◆ **ENTRIES**

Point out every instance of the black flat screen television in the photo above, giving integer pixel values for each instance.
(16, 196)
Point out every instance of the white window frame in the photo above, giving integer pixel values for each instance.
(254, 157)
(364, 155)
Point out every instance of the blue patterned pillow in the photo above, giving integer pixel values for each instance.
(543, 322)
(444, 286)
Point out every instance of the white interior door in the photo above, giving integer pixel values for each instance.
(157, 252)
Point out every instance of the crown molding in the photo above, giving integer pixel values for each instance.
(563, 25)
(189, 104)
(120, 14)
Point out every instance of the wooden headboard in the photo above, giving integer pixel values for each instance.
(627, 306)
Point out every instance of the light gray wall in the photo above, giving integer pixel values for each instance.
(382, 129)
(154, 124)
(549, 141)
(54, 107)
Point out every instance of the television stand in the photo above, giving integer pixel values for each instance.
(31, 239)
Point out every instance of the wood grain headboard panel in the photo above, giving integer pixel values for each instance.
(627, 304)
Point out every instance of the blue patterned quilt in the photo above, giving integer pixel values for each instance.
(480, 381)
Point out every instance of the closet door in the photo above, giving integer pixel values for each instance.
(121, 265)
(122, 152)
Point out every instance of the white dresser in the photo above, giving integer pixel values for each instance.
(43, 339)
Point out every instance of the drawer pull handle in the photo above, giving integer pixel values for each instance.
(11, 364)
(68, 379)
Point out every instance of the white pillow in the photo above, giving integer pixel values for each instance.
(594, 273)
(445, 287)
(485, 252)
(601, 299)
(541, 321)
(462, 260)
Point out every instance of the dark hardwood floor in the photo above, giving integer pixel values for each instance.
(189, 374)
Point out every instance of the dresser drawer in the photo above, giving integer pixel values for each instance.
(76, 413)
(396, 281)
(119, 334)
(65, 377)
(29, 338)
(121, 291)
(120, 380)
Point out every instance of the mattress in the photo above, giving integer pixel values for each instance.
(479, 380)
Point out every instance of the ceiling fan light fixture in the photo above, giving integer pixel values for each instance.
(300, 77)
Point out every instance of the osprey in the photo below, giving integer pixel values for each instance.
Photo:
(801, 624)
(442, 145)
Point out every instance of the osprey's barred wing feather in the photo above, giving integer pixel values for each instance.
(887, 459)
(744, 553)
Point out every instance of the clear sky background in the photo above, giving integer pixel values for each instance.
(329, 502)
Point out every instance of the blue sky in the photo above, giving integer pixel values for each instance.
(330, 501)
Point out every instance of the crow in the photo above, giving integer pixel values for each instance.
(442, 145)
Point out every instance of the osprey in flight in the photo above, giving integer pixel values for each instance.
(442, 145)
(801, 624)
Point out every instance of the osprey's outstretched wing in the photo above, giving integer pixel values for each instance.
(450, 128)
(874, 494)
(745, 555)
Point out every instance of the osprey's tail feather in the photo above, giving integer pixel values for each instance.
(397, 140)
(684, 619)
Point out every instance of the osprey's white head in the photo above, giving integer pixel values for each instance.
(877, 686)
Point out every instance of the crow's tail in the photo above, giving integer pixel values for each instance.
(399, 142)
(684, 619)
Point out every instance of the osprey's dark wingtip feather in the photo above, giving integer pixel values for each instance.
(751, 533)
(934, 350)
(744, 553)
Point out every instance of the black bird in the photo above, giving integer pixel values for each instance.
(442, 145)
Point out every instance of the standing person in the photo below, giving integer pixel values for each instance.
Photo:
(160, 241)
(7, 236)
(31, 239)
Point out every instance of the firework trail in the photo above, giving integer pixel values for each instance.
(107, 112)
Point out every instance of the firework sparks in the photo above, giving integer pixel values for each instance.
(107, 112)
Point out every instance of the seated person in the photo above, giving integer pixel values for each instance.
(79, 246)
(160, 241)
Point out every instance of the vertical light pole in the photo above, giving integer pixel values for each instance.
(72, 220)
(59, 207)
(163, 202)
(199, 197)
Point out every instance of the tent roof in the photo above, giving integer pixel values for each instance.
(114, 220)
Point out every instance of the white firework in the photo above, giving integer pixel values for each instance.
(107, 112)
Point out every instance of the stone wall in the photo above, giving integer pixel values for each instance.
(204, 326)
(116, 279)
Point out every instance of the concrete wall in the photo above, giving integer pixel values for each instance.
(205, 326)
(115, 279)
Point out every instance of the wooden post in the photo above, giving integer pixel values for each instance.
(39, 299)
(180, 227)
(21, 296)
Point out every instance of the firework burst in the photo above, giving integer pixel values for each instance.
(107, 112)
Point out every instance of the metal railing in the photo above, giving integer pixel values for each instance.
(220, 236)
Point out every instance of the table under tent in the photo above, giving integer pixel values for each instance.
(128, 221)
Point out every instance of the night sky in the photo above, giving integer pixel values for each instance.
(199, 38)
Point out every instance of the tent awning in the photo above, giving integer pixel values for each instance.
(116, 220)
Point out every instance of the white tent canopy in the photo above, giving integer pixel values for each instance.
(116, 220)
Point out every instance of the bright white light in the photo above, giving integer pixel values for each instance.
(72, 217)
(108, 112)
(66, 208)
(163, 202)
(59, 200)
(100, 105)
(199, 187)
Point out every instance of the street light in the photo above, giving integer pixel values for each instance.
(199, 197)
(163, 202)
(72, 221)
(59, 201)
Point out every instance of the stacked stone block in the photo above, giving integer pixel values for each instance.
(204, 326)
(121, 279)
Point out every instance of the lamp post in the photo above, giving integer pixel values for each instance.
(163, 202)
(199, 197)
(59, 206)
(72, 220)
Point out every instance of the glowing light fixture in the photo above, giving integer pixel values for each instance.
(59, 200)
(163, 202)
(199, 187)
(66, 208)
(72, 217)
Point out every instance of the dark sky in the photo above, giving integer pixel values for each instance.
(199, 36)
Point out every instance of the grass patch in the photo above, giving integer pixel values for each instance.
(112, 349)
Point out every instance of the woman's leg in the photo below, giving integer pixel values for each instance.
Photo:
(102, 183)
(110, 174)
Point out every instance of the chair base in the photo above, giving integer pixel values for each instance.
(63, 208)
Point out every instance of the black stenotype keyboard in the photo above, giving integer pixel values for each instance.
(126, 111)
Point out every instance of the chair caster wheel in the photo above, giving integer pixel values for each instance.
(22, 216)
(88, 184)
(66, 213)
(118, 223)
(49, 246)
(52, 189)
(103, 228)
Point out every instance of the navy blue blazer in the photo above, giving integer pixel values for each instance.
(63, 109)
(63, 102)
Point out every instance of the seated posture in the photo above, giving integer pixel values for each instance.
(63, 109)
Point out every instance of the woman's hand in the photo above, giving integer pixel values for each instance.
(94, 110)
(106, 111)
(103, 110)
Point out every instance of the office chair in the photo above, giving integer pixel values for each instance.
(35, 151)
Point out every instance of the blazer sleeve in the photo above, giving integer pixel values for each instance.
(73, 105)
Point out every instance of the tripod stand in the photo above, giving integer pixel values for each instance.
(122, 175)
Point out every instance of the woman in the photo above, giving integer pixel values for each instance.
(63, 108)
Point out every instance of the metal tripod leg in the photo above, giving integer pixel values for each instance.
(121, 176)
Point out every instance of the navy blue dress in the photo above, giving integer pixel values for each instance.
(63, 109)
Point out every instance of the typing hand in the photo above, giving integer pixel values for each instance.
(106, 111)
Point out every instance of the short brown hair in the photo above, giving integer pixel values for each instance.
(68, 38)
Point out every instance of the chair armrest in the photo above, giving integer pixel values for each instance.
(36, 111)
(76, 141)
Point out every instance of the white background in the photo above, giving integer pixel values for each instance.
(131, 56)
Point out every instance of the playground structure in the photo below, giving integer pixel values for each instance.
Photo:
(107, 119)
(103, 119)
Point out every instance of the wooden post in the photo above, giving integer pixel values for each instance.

◆ **EXERCISE AIM**
Set down the entries verbatim, leaving none out.

◆ **WRITTEN SOLUTION**
Point out every instance of the black flat screen television in the photo above, giving integer pixel values for each instance.
(16, 196)
Point out every instance of the white window frame in the photo above, giving integer pixel values for each instance.
(254, 157)
(364, 155)
Point out every instance of the blue patterned pillow in the photo above, giving integer pixel values for each instance.
(543, 322)
(444, 286)
Point out every instance of the white interior door in the photo above, giving integer pixel values for each instance.
(157, 252)
Point out every instance of the crown molding in the photo above, giving integer pixel values for each instance.
(563, 25)
(189, 104)
(120, 14)
Point out every instance of the wooden headboard in the photo above, giving integer pixel values for each instance.
(627, 306)
Point out every instance of the light gray wall in the photo above, giving integer pixel values for each instance.
(382, 129)
(154, 124)
(549, 141)
(54, 107)
Point out every instance of the television stand in the photo above, giving integer pixel values for each instance.
(31, 239)
Point out every instance of the wood grain headboard panel in the photo above, giving integer pixel values for each instance.
(627, 304)
Point out every instance of the blue patterned quilt in the photo above, giving integer pixel values for each instance.
(480, 381)
Point out every instance of the closet door in the photo above, giving integer pixel values for each instance.
(121, 265)
(122, 152)
Point out every instance of the white dresser in the photo above, giving integer pixel values for each instance.
(43, 339)
Point out every instance of the drawer pull handle in the photo above, giving integer pixel values for each instance.
(11, 364)
(68, 379)
Point out every instance of the white pillow in the photo above, giving integer pixel values for each instance.
(594, 273)
(445, 287)
(485, 252)
(601, 299)
(541, 321)
(462, 260)
Point out every instance of the dark hardwood floor in the photo above, giving integer pixel values for each instance.
(189, 374)
Point out every instance of the dresser drawer in the photo above, giving integer pixel values for each instance.
(76, 413)
(396, 281)
(119, 334)
(65, 377)
(29, 338)
(121, 291)
(120, 380)
Point out every instance of the mattress in the photo above, giving integer pixel values for each instance.
(479, 380)
Point out every instance of the ceiling fan light fixture in the photo above, giving integer pixel values for each instance.
(300, 77)
Point out every instance of the osprey in the photo below, giving integer pixel values for each instance.
Photo:
(801, 624)
(442, 145)
Point out every instance of the osprey's barred wing feather in the photo above, giving integer pixel values for each instance.
(887, 459)
(744, 553)
Point out every instance of the clear sky background in the photo above, giving integer pixel values for each instance.
(329, 502)
Point out every instance of the blue sky in the photo above, giving integer pixel values for each instance.
(330, 501)
Point out every instance of the crow in the photo above, giving integer pixel values for each instance.
(442, 145)
Point out every instance of the osprey in flight in the photo above, giving integer pixel values for each instance.
(442, 145)
(801, 624)
Point out every instance of the osprey's outstretched wing in the photo above, giving integer pixel values for each instance.
(450, 128)
(874, 494)
(745, 555)
Point out every instance of the osprey's tail feather in the photo above, giving integer pixel values for each instance.
(397, 140)
(684, 619)
Point out every instance of the osprey's white head in the photo above, giving integer pixel values for each instance.
(877, 686)
Point out every instance of the crow's tail in the photo above, giving integer pixel values for each instance.
(399, 142)
(684, 619)
Point out every instance of the osprey's dark wingtip feather in the photo above, giving integer pixel values for each instance.
(751, 533)
(934, 350)
(744, 553)
Point out every instance of the black bird in the photo above, giving integer pixel values for each instance.
(442, 145)
Point out every instance of the standing person in the photo below, giving integer pixel values for each instance.
Photo:
(160, 241)
(7, 236)
(31, 239)
Point out every instance of the firework trail in the photo above, giving integer pixel values for each instance.
(107, 112)
Point out every instance of the firework sparks in the photo above, giving integer pixel values for each instance.
(107, 112)
Point out every instance of the seated person in the photo above, giving integer pixel values for each instance.
(79, 246)
(160, 241)
Point out every instance of the vertical light pole in the photo above, giving integer pixel values for each instance.
(72, 220)
(59, 207)
(163, 202)
(199, 197)
Point out every instance of the tent roof in the photo above, giving integer pixel values for each instance.
(114, 220)
Point out every instance of the white firework in the photo above, giving integer pixel values for each instance.
(107, 112)
Point out every instance of the stone wall in the photo above, giving integer pixel values for each instance.
(204, 326)
(116, 279)
Point out every instance of the concrete wall in the photo above, giving integer pixel values for each instance.
(205, 326)
(115, 279)
Point out every instance of the wooden post in the photo above, giving integer pixel values for each instance.
(39, 299)
(180, 227)
(21, 296)
Point out every instance of the firework burst in the photo above, giving integer pixel values for each instance.
(107, 112)
Point out every instance of the metal railing in the photo above, giving integer pixel values for each instance.
(220, 236)
Point out every instance of the table under tent in the photo above, giving integer pixel values for each instance.
(128, 221)
Point out every instance of the night sky in the photo above, giving integer pixel values for each instance.
(199, 38)
Point out every instance of the tent awning in the photo above, giving integer pixel values for each instance.
(116, 220)
Point out every instance of the white tent canopy in the photo above, giving integer pixel values for each instance.
(116, 220)
Point out every instance of the bright white light in the photo above, giving integer pixel values for each instance.
(72, 217)
(108, 112)
(66, 208)
(163, 202)
(59, 200)
(100, 105)
(199, 187)
Point out every instance of the street light in the photo above, giving integer pixel values for each instance.
(199, 197)
(163, 202)
(72, 221)
(59, 201)
Point out every instance of the stacked stone block in the photo above, giving integer pixel values for each instance.
(204, 326)
(121, 279)
Point out every instance of the lamp post in the photo above, giving integer pixel values for each instance.
(163, 202)
(199, 197)
(59, 206)
(72, 220)
Point out every instance of the glowing light fixture in the photo above, giving integer pixel values for each instance.
(59, 200)
(163, 202)
(199, 187)
(66, 208)
(72, 217)
Point out every instance of the dark sky in the photo above, giving integer pixel values for each instance.
(199, 36)
Point out every instance of the grass patch in the photo above, giving integer pixel values for each instance.
(112, 349)
Point out every instance of the woman's leg in the photo below, giving integer pixel values for each instance.
Photo:
(102, 183)
(110, 174)
Point out every instance of the chair base in the photo above, giving integer pixel values for each instance.
(63, 208)
Point out every instance of the black stenotype keyboard in the photo above, giving integer pixel values for each instance.
(126, 111)
Point out every instance of the chair caster wheel in the photo above, giving integer pixel values for each instance.
(22, 216)
(88, 184)
(66, 213)
(118, 223)
(49, 246)
(52, 189)
(103, 228)
Point out every instance of the navy blue blazer in the photo above, giving integer pixel values for each instance.
(63, 109)
(63, 102)
Point out every instance of the seated posture in the photo above, giving integer pixel values for each instance.
(63, 109)
Point out every instance of the woman's hand in the photo above, giving integer pixel values for each instance.
(94, 110)
(106, 111)
(103, 110)
Point out every instance of the office chair in the photo above, giving integer pixel values for each instance.
(35, 151)
Point out every instance of the blazer sleeve in the photo above, giving integer pixel values for each instance.
(73, 105)
Point out every instance of the tripod stand in the photo above, giving integer pixel values for each instance.
(122, 175)
Point out every instance of the woman in the photo above, giving integer pixel values for each instance.
(63, 108)
Point out every instance of the metal tripod leg in the photo above, giving integer pixel values for each instance.
(121, 176)
Point out every instance of the navy blue dress in the photo above, giving integer pixel values for each instance.
(63, 109)
Point out every instance of the typing hand in the photo above, giving integer pixel values for each instance.
(106, 111)
Point out every instance of the short brown hair in the photo above, giving integer pixel values for each instance.
(68, 38)
Point out every instance of the chair armrest in the photo above, giving integer pixel values for each instance.
(36, 111)
(76, 141)
Point out every instance of the white background in the photo above, giving integer pixel values for each instance.
(131, 56)
Point out every instance of the playground structure in the photo below, giving integer pixel values for each instance.
Photo:
(107, 119)
(103, 119)
Point out every instance of the wooden post in the photo above, giving integer pixel values for each instance.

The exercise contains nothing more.